* _WHAT THE EXERCISE ASKS_
Below are some entries. Repeat exactly the lines from the one with "for the brick." through the one with "the ladder rung.", and only those.

(Stored entries)
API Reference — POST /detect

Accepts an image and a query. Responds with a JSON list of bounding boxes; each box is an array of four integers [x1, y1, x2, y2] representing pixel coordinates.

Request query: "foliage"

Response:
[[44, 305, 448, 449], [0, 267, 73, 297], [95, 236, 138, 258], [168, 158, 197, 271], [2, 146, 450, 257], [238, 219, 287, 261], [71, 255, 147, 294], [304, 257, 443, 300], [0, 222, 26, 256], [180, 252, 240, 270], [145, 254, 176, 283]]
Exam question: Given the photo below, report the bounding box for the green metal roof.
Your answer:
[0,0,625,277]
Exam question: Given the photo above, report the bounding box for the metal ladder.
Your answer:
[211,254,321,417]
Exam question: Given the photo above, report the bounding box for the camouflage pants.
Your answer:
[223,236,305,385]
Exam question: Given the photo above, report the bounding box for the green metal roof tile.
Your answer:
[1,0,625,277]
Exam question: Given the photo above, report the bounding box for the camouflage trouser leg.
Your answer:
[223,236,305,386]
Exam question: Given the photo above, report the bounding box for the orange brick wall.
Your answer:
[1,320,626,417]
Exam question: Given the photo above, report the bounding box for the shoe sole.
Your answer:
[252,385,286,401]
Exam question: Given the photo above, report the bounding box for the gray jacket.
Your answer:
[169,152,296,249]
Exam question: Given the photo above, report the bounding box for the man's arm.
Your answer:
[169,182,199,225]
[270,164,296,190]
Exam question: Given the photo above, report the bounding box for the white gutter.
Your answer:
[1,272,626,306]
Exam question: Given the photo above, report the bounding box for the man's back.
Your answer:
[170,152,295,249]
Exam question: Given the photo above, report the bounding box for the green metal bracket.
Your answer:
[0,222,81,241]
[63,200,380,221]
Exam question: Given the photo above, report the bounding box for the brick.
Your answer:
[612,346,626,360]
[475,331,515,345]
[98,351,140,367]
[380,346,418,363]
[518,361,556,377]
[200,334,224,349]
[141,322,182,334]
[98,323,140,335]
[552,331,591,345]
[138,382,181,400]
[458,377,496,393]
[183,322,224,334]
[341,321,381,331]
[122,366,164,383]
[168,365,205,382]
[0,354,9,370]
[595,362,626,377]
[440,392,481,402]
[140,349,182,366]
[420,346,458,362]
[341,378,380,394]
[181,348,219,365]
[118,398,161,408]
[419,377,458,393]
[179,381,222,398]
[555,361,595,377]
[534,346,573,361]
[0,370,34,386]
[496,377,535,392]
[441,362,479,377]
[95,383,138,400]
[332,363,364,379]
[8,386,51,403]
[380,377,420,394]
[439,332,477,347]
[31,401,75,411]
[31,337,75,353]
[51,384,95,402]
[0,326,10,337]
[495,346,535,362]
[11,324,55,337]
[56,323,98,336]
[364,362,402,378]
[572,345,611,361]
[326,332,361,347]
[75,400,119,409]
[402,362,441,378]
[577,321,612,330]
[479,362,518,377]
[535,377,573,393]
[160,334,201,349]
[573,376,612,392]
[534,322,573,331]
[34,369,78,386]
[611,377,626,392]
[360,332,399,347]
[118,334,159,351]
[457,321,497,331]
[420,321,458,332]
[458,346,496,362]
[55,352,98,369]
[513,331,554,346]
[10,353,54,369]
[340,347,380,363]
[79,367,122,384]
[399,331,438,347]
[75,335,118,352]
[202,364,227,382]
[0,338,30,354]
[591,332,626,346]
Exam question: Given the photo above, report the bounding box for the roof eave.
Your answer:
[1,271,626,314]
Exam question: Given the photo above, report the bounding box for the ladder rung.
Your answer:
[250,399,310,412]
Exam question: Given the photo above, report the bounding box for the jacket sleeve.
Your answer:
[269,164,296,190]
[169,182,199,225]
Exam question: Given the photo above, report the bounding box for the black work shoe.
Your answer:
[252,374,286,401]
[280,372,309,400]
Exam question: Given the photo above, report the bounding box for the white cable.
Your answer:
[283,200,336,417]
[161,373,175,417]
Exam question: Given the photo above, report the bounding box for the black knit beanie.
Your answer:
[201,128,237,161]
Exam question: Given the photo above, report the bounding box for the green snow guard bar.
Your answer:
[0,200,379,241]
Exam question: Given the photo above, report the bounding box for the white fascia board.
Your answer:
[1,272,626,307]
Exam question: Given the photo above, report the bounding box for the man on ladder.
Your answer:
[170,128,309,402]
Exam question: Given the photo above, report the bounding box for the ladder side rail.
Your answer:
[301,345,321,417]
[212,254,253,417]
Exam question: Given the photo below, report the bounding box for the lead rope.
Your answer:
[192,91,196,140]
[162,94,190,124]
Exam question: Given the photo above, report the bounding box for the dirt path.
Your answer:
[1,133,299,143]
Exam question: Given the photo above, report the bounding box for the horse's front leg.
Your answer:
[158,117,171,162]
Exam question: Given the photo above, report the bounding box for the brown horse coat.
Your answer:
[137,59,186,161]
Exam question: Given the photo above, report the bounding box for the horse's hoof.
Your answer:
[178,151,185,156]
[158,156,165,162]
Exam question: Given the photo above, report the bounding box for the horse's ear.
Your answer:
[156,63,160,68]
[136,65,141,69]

* _WRITTEN RESPONSE_
Exam question: Given the photo above, report the bounding box for the brick.
Your answer:
[612,346,626,360]
[475,331,515,345]
[98,351,140,367]
[380,346,418,363]
[518,361,556,377]
[200,334,224,349]
[141,322,182,334]
[98,323,140,335]
[552,331,591,345]
[138,382,181,400]
[458,377,496,393]
[183,322,224,334]
[341,321,381,331]
[122,366,164,383]
[168,365,205,382]
[0,354,9,370]
[595,362,626,377]
[440,392,481,402]
[140,349,182,366]
[420,346,458,362]
[341,378,380,394]
[181,348,219,365]
[118,398,161,408]
[419,377,458,393]
[179,381,222,398]
[555,361,595,377]
[534,346,573,361]
[0,370,34,386]
[496,377,535,392]
[441,362,479,377]
[95,383,138,400]
[332,363,364,379]
[8,386,51,403]
[380,377,420,394]
[439,332,477,347]
[31,401,75,411]
[31,337,75,353]
[51,384,95,402]
[0,326,10,337]
[495,346,535,362]
[11,324,55,337]
[56,323,98,336]
[364,362,402,378]
[572,345,611,361]
[326,332,361,347]
[75,400,119,409]
[402,362,441,378]
[577,321,612,330]
[479,362,518,377]
[535,377,573,393]
[160,334,201,349]
[573,376,612,392]
[534,322,573,331]
[34,369,78,386]
[611,377,626,392]
[360,332,399,347]
[118,334,159,351]
[457,321,497,331]
[420,321,458,332]
[458,346,496,362]
[55,352,98,369]
[513,331,554,346]
[10,353,54,369]
[340,347,380,363]
[79,367,122,384]
[399,331,438,347]
[75,335,118,352]
[202,364,227,382]
[0,338,30,354]
[591,332,626,346]
Exam question: Given the photo above, report the bounding box for the roof eave.
Your answer:
[1,271,626,314]
Exam question: Given the photo above, report the bounding box for the ladder rung.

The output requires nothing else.